Pick out and copy every line in the rows below that contains the word "hand". Case counts.
☆ ☆ ☆ ☆ ☆
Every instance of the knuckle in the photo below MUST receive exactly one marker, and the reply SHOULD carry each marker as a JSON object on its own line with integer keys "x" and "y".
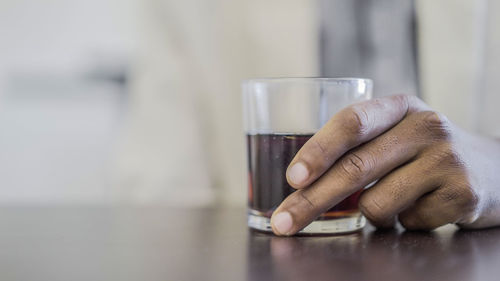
{"x": 322, "y": 149}
{"x": 354, "y": 167}
{"x": 468, "y": 198}
{"x": 435, "y": 123}
{"x": 445, "y": 155}
{"x": 373, "y": 210}
{"x": 357, "y": 121}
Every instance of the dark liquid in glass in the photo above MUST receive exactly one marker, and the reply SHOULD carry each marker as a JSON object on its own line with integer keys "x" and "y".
{"x": 268, "y": 157}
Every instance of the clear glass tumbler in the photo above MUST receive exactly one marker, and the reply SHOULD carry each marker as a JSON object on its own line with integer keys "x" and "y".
{"x": 280, "y": 115}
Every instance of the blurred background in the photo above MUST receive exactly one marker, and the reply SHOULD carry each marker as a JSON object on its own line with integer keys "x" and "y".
{"x": 138, "y": 101}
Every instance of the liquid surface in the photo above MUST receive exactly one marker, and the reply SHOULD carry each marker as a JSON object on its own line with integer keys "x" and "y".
{"x": 268, "y": 159}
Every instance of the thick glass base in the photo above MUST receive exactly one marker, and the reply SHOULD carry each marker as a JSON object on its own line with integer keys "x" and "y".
{"x": 347, "y": 222}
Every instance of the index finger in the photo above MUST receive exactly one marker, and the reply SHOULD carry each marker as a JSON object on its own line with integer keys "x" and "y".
{"x": 352, "y": 126}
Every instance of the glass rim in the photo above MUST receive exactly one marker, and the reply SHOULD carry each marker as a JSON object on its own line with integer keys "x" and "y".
{"x": 336, "y": 80}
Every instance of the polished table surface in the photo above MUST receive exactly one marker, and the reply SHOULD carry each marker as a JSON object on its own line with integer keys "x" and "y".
{"x": 153, "y": 243}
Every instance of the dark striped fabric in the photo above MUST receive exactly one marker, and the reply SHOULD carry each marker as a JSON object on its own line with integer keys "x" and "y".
{"x": 372, "y": 39}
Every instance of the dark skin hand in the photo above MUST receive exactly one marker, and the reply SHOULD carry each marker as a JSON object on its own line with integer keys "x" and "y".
{"x": 428, "y": 172}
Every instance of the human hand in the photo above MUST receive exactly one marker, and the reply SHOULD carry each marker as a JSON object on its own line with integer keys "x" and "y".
{"x": 428, "y": 171}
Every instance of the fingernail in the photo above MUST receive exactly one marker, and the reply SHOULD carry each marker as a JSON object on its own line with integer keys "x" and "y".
{"x": 282, "y": 222}
{"x": 298, "y": 173}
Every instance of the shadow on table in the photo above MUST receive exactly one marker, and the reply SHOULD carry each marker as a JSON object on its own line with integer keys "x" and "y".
{"x": 375, "y": 255}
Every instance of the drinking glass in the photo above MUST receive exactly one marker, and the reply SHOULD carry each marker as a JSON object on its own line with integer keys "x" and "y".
{"x": 280, "y": 115}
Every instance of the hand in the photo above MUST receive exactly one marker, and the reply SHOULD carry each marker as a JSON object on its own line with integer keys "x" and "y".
{"x": 428, "y": 171}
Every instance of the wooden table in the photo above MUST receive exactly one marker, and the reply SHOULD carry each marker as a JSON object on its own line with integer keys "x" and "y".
{"x": 124, "y": 243}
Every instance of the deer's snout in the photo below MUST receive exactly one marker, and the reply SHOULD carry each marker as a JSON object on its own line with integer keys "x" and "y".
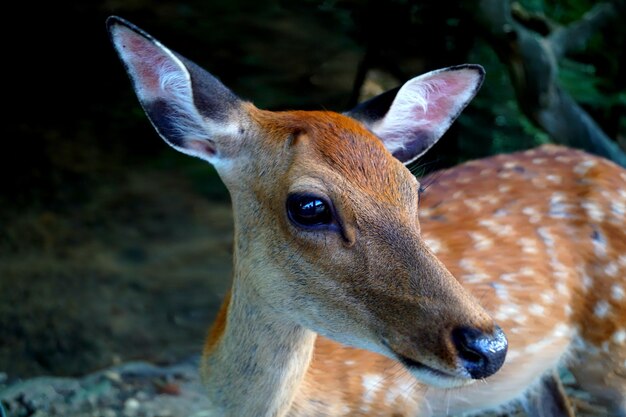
{"x": 480, "y": 353}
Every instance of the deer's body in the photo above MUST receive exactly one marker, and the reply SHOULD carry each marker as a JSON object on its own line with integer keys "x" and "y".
{"x": 330, "y": 253}
{"x": 539, "y": 238}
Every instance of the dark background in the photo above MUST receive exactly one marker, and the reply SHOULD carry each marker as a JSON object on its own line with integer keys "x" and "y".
{"x": 114, "y": 247}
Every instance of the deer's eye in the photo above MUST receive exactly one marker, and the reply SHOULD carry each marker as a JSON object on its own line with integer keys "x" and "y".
{"x": 305, "y": 210}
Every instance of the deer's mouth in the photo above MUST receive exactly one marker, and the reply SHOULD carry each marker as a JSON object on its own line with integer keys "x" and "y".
{"x": 428, "y": 374}
{"x": 432, "y": 376}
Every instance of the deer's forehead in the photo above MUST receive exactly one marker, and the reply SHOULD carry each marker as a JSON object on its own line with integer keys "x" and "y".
{"x": 327, "y": 143}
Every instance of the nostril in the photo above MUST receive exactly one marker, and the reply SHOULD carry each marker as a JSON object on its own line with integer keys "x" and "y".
{"x": 481, "y": 354}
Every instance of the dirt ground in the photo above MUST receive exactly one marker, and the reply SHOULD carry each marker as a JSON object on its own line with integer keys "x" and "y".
{"x": 136, "y": 270}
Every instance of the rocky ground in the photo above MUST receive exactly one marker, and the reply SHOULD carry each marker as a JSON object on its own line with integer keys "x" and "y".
{"x": 140, "y": 389}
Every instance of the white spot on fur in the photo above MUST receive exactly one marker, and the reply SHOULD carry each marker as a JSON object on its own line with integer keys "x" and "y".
{"x": 554, "y": 178}
{"x": 547, "y": 297}
{"x": 506, "y": 311}
{"x": 504, "y": 189}
{"x": 512, "y": 354}
{"x": 473, "y": 204}
{"x": 536, "y": 310}
{"x": 568, "y": 310}
{"x": 371, "y": 385}
{"x": 508, "y": 277}
{"x": 594, "y": 211}
{"x": 601, "y": 309}
{"x": 619, "y": 337}
{"x": 502, "y": 291}
{"x": 617, "y": 292}
{"x": 402, "y": 389}
{"x": 562, "y": 288}
{"x": 497, "y": 228}
{"x": 533, "y": 214}
{"x": 618, "y": 208}
{"x": 528, "y": 246}
{"x": 584, "y": 166}
{"x": 434, "y": 245}
{"x": 481, "y": 242}
{"x": 611, "y": 269}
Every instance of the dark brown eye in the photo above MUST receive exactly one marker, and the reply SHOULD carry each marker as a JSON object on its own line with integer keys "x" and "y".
{"x": 305, "y": 210}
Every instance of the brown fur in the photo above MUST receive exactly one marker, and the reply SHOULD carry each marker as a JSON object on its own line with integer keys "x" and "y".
{"x": 378, "y": 202}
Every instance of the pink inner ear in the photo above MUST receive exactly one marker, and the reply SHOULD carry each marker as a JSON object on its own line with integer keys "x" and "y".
{"x": 147, "y": 62}
{"x": 442, "y": 94}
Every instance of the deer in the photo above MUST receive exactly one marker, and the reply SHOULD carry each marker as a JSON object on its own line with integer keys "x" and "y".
{"x": 356, "y": 293}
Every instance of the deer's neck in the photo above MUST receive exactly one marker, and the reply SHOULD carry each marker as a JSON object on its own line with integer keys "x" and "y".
{"x": 257, "y": 363}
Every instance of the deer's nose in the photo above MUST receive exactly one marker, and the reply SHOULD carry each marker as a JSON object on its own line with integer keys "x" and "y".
{"x": 480, "y": 353}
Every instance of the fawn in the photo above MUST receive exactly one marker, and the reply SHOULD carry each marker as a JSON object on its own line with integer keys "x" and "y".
{"x": 343, "y": 303}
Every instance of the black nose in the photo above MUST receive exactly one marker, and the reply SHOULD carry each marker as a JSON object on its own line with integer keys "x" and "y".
{"x": 481, "y": 354}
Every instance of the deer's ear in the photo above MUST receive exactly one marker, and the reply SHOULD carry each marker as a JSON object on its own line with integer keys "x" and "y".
{"x": 411, "y": 119}
{"x": 189, "y": 108}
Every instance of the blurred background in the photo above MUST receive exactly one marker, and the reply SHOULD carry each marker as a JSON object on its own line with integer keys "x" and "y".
{"x": 114, "y": 247}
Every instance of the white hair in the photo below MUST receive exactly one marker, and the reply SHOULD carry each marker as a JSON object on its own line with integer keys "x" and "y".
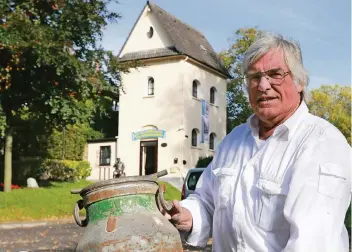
☆ ☆ ☆ ☆ ☆
### Result of the exercise:
Every instance of the dark skin hand in the photo above MUST receive exactly one marker, and the reply SHOULD carry each marker as a JSON object on its own line with integer keys "x" and "y".
Every instance of the human hand in the photo above MUST receive exactly one marker, and the reply SHOULD carry each marker as a JSON object on its own line with integer keys "x" and "y".
Every instance of the hand in the photo above MUST receive exactly one marker, and the reply SHOULD carry each marker as a JSON object on its own line with integer keys "x" and "y".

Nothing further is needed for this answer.